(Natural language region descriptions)
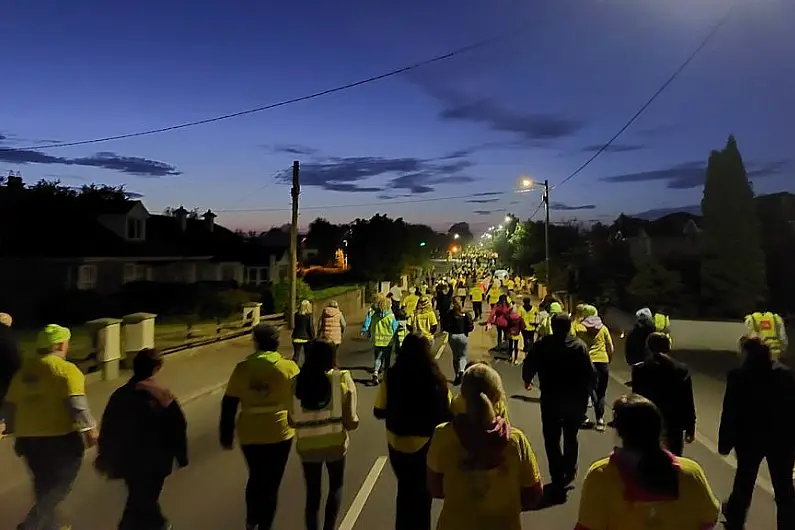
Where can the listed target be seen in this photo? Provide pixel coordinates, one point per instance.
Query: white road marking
(704, 440)
(349, 521)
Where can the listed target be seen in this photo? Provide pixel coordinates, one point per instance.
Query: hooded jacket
(332, 325)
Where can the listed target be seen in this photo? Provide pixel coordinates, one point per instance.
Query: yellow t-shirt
(597, 343)
(263, 382)
(603, 505)
(423, 322)
(40, 391)
(482, 498)
(459, 406)
(494, 295)
(404, 444)
(476, 293)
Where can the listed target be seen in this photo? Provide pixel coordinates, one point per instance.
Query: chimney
(181, 215)
(209, 220)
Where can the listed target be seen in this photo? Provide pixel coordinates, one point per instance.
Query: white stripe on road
(364, 493)
(713, 448)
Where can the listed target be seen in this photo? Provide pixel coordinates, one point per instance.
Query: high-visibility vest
(317, 429)
(766, 327)
(382, 329)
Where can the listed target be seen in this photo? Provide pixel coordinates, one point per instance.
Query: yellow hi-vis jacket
(769, 327)
(320, 429)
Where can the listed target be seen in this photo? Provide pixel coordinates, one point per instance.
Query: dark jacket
(564, 368)
(10, 358)
(143, 432)
(666, 382)
(635, 348)
(304, 329)
(457, 324)
(758, 408)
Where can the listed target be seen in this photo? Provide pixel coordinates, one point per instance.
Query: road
(208, 495)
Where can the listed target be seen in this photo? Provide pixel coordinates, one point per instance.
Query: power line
(340, 88)
(663, 87)
(386, 203)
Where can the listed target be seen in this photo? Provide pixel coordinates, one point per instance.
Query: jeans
(266, 464)
(142, 510)
(54, 462)
(600, 390)
(298, 348)
(561, 419)
(459, 344)
(313, 476)
(780, 463)
(382, 357)
(413, 503)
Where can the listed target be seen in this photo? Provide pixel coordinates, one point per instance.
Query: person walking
(303, 330)
(47, 411)
(382, 330)
(592, 331)
(566, 379)
(458, 324)
(666, 382)
(424, 321)
(476, 296)
(331, 327)
(482, 468)
(641, 485)
(143, 434)
(756, 423)
(323, 411)
(499, 319)
(10, 356)
(413, 401)
(261, 388)
(635, 348)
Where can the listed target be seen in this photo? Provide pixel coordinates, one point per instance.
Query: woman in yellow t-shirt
(480, 466)
(643, 486)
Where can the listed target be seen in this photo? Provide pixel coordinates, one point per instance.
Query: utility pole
(546, 230)
(295, 191)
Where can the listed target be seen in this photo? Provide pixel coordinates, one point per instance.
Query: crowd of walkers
(461, 449)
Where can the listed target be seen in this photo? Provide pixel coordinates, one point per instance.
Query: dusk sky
(536, 104)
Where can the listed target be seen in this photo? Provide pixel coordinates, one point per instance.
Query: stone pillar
(106, 343)
(139, 333)
(252, 313)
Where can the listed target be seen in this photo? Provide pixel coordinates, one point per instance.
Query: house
(675, 235)
(122, 242)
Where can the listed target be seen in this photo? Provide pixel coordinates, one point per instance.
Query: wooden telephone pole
(296, 190)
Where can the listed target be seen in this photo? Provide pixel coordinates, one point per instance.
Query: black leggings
(313, 476)
(266, 464)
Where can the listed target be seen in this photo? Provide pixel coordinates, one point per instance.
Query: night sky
(443, 143)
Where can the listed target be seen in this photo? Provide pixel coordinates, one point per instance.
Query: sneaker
(600, 425)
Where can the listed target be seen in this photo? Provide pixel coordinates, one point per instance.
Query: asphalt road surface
(208, 495)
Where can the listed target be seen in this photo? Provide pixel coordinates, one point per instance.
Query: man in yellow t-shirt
(47, 411)
(261, 386)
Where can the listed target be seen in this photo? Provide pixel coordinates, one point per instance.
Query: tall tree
(733, 263)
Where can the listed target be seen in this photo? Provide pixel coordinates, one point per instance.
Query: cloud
(566, 207)
(414, 175)
(691, 175)
(292, 149)
(614, 148)
(131, 165)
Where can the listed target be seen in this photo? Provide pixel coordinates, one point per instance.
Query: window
(87, 277)
(135, 228)
(135, 273)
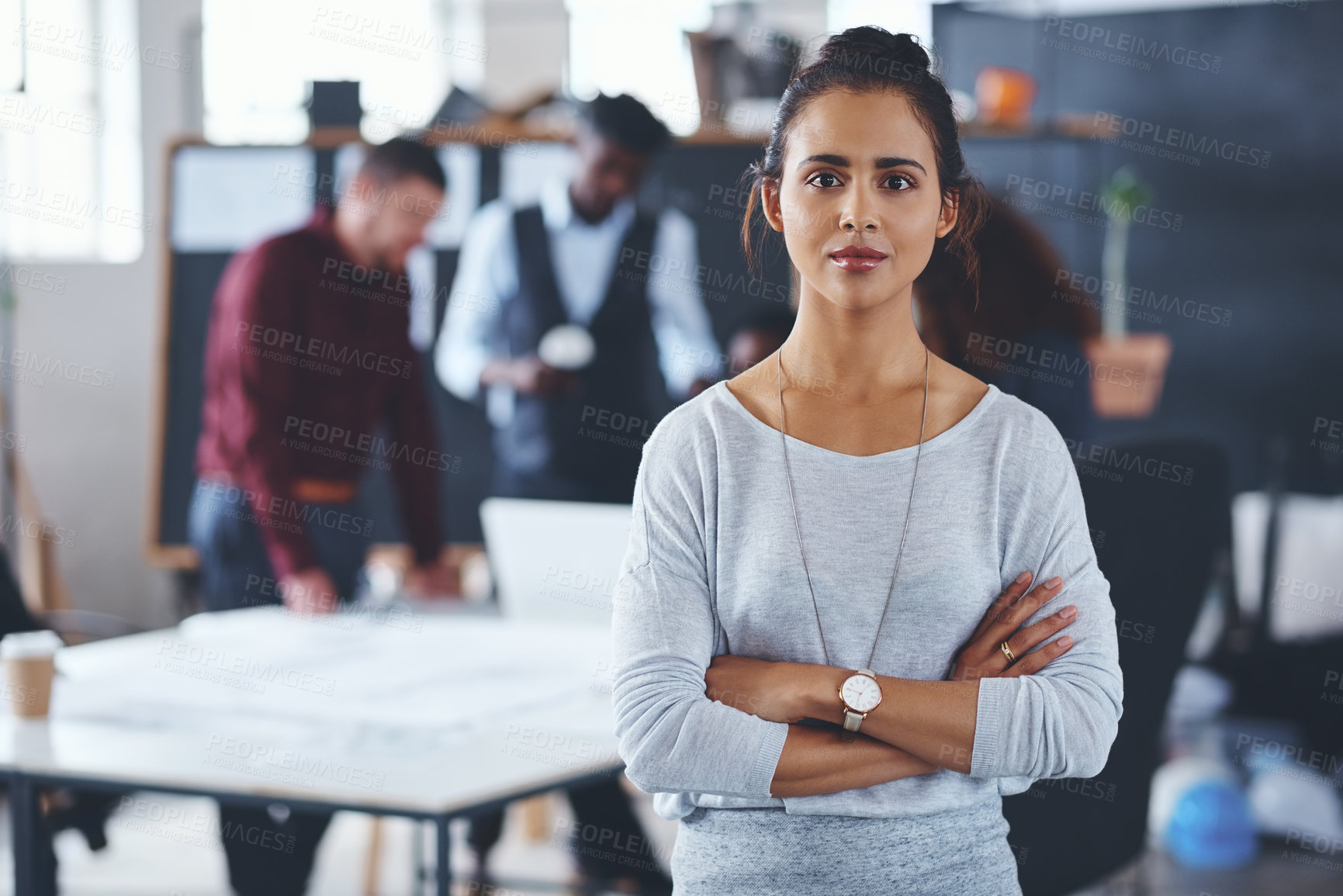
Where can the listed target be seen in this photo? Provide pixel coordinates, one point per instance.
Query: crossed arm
(919, 727)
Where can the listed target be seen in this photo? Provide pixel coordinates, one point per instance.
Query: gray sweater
(712, 567)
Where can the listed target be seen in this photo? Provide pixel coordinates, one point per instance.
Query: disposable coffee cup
(29, 661)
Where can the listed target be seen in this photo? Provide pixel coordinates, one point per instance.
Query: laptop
(555, 560)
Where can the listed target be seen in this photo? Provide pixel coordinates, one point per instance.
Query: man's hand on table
(434, 579)
(309, 591)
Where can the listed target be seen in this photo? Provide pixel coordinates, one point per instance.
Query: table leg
(23, 815)
(444, 870)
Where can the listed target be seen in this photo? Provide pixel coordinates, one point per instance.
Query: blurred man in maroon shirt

_What is expected:_ Beginning with the line that contains "Query: table leg", write out every line through the end of the entries above, exactly.

_Solution to the problem:_
Query: table leg
(23, 815)
(444, 870)
Where can the listed target be seen in this photo? Provide pixel coordinates, one point per instance.
Query: blurred man in maroon shirt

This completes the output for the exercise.